→ **Assignment**: The records must be repeated exactly and in their entirety.

----------------------------------------

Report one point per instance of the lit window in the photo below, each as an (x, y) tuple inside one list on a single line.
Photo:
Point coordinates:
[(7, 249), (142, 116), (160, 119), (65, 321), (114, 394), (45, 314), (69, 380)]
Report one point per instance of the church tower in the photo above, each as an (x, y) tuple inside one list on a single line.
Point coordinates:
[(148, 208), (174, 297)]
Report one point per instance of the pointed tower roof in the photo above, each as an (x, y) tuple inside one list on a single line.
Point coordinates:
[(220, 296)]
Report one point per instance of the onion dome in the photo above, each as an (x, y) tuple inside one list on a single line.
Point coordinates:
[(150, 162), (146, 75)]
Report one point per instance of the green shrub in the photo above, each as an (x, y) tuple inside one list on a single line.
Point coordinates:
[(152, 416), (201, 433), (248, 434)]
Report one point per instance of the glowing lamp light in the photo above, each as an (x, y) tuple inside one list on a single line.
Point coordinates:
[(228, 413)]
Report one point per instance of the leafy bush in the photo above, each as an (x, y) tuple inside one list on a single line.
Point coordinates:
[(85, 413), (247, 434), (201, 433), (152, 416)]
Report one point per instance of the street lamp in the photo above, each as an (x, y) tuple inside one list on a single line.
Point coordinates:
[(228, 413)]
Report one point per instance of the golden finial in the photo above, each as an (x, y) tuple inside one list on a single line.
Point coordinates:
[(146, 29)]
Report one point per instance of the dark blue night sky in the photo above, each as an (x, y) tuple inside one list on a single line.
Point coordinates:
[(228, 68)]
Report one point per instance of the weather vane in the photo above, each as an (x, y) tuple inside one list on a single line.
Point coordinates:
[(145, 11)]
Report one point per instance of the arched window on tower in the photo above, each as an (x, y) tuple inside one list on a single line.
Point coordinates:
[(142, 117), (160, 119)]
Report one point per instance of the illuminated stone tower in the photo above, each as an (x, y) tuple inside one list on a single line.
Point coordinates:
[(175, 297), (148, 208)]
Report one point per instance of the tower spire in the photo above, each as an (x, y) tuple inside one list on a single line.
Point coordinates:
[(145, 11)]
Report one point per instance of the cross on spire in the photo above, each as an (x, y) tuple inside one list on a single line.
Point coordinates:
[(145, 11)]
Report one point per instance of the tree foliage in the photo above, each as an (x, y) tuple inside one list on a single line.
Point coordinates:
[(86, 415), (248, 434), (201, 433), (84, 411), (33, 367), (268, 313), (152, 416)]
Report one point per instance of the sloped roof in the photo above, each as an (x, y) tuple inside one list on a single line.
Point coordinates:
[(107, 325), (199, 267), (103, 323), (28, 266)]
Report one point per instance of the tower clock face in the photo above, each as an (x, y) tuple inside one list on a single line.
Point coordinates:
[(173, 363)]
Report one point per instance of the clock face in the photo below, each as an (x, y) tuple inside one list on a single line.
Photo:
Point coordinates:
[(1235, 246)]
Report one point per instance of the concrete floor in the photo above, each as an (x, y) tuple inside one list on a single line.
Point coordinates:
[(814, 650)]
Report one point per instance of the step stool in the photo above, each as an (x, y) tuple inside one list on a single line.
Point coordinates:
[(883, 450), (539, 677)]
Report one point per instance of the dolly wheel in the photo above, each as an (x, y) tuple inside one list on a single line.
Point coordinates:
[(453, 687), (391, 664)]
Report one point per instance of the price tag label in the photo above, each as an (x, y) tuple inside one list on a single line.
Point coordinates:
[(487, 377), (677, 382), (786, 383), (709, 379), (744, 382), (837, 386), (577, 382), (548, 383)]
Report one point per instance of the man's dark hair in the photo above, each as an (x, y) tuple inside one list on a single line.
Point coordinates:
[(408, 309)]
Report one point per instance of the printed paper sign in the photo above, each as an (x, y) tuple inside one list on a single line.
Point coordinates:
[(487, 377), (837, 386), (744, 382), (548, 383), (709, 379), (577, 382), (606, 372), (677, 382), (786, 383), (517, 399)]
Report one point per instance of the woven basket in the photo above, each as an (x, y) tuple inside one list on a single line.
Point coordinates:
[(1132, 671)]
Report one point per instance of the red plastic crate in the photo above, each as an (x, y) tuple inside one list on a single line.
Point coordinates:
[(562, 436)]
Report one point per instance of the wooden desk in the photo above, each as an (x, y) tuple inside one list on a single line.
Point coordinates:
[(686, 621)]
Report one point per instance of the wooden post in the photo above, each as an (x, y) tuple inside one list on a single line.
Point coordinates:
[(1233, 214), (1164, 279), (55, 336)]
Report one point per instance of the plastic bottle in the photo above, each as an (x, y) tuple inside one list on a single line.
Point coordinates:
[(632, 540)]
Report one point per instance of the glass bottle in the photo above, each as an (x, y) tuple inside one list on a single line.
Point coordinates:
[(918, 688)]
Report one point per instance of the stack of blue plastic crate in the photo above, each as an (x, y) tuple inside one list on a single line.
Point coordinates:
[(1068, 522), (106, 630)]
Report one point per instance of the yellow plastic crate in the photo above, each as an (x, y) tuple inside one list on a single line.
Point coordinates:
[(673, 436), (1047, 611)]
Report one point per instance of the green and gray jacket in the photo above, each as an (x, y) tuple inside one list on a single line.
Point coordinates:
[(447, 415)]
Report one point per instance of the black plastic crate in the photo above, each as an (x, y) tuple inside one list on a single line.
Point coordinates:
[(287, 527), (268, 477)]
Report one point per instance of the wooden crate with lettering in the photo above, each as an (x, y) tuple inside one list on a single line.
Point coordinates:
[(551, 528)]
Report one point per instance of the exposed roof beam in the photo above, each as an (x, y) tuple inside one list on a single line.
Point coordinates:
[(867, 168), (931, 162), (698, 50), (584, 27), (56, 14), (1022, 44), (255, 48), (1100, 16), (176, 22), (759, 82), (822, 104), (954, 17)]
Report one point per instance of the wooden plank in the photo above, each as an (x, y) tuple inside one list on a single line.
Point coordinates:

----------------------------------------

→ **Reply to the task**:
Report one point per instance of the lit window in the photo below, each as an (x, y) tuple inside one list on a single line.
Photo:
Point coordinates:
[(7, 249), (142, 116), (160, 119), (65, 321), (114, 394), (45, 314), (69, 380)]
Report one point per instance of the church tower in the photo above, each as an (x, y) tuple inside one list on a single line.
Point coordinates:
[(148, 208), (174, 297)]
Report one point per instance of the pointed tower roof in the photo above, each as an (x, y) tuple inside one list on a single line.
Point coordinates:
[(220, 296)]
Report one point per instance of the onion dome in the photo above, each as an (x, y) tuple inside one list on a single line.
Point coordinates:
[(150, 162), (146, 75)]
Report one point per instance of the green shrub in the photo above, each as an (x, y) tuple inside one list on a single line.
Point coordinates:
[(152, 416), (201, 433), (248, 434)]
Report one point per instance of the glowing lamp light in the photo above, each as an (x, y) tuple inside one list on a single line.
Point coordinates:
[(228, 413)]
Report one point per instance of the leafy bush in the photo above, each as an (x, y) tuple inside one list on a single line.
Point coordinates:
[(85, 413), (247, 434), (201, 433), (152, 416)]
Report one point per instance of the street lamp in the photo above, each as an (x, y) tuple inside one list on a single line.
Point coordinates:
[(228, 413)]
Report one point per instance of the golden finial in the photo above, each as an (x, y) tuple inside one list on a single line.
Point coordinates:
[(146, 29)]
Report one point per instance of the dark blue night sky in the photo above, each as an (x, y) tuple inside one list on a single line.
Point coordinates:
[(228, 68)]
Report one point per instance of the weather vane in the photo above, each as an (x, y) tuple inside one list on a single line.
Point coordinates:
[(145, 11)]
Report one point per instance of the arched window on tower in the photo above, each as an (x, y) tuple inside one list on a single line.
Point coordinates:
[(142, 117), (160, 119)]
Report one point per instance of the illuminated stone tower in the photo above, each as an (x, y) tuple inside one list on a single line.
Point coordinates:
[(175, 297), (148, 208)]
Report one point per instance of the tower spire in the photo above, each as an (x, y) tuple inside one list on a single line.
Point coordinates:
[(145, 11)]
Report one point per instance of the cross on spire in the photo above, each as an (x, y) tuple inside one list on a single line.
Point coordinates:
[(145, 11)]
Report one point per instance of the tree foliage in the photo above, each as an (x, y) tuple inside one list on a single line.
Point coordinates:
[(86, 415), (248, 434), (201, 433), (84, 411), (33, 367), (268, 313), (152, 416)]
Report one point per instance of the sloped roof in the photo above, each as an (x, y) tuple inside one list on a single line.
Point coordinates:
[(107, 325), (199, 267), (103, 323), (28, 266)]
Report one point per instance of the tower clock face in the photo above, each as an (x, y) tuple inside one list on a single line.
Point coordinates:
[(173, 363)]
Report one point per instance of the clock face in the photo below, each as an (x, y) tuple inside one list on a single line.
Photo:
Point coordinates:
[(1235, 246)]
Report one point per instance of the concrete floor in the photo above, each as an (x, y) tuple inside one list on a single line.
Point coordinates:
[(814, 650)]
Report one point per instance of the step stool in the photo above, each as an (x, y) tuple inside one list on a single line.
Point coordinates:
[(883, 450), (539, 677)]
Report one point per instance of the dolly wheel in the photo above, each as an (x, y) tuple inside one list on a single line.
Point coordinates:
[(453, 687), (391, 664)]
Report one point per instance of the price tag label in the photo above, each as an (x, y) tuple inside one list on a single line.
Point coordinates:
[(487, 377), (677, 382), (786, 383), (709, 379), (744, 382), (837, 386), (577, 382), (548, 383)]
Report one point per instance of the man's dark hair in the photo above, each as an (x, y) tuple inside one list on a single line.
Point coordinates:
[(408, 309)]
Report one point per instance of the printed paper sign in the photo above, each as an (x, y) tuple inside one list on a single line.
Point coordinates:
[(487, 377), (837, 386), (744, 382), (548, 383), (709, 379), (577, 382), (606, 372), (677, 382), (786, 383), (517, 399)]
Report one point per instance of the woven basket in the photo above, each as an (x, y) tuple inside one list on a single line.
Point coordinates:
[(1132, 671)]
Report one point per instance of the red plastic crate in the photo above, each as an (x, y) tuple inside one list on a single line.
Point coordinates:
[(562, 436)]
Report one point per instance of the wooden desk in the photo above, each as an (x, y) tuple inside one list on a single line.
Point coordinates:
[(686, 621)]
Report one point per instance of the wooden post in the photo above, each as an (x, y) tuple inside one list on a single line.
Point coordinates:
[(1233, 214), (1164, 279), (55, 336)]
Report one point per instance of the plastic bottle in the photo above, each as an (x, y) tuple inside one list on a single line.
Point coordinates:
[(632, 540)]
Report one point per instance of the glass bottle in the photo above, each as an (x, y) tuple inside one list on a single line.
Point coordinates:
[(918, 688)]
Report one point per instance of the stack of blue plastic crate in the photo above, each as an (x, y) tuple inside one list on a single line.
Point coordinates:
[(1068, 522), (106, 630)]
Report one point per instance of the yellow plastic crate in the photo above, each as an (x, y) tuple inside one list on a single line.
Point coordinates:
[(673, 436), (1047, 611)]
Report one point per instance of the green and gray jacket in the photo above, each as an (x, y) tuple inside one list on a single line.
Point coordinates:
[(447, 415)]
Report one point per instance of the black plastic crate in the photo above, each as an (x, y) tuple inside one list on a single line.
Point coordinates:
[(287, 527), (268, 477)]
Report one point per instance of the wooden crate with lettering in the photo above, each as an (x, y) tuple inside one list on a single line.
Point coordinates:
[(551, 528)]
Report one point per instance of the exposed roof beam in the photo above, each as an (x, y) tuple inside one list on a single line.
Point coordinates:
[(867, 168), (931, 162), (698, 50), (584, 27), (56, 14), (1022, 44), (255, 48), (1100, 16), (176, 22), (759, 82), (822, 104), (954, 17)]
Report one point per instance of the wooden plank in the photo above, each as an (x, y) tuple inside one list on a single line.
Point coordinates:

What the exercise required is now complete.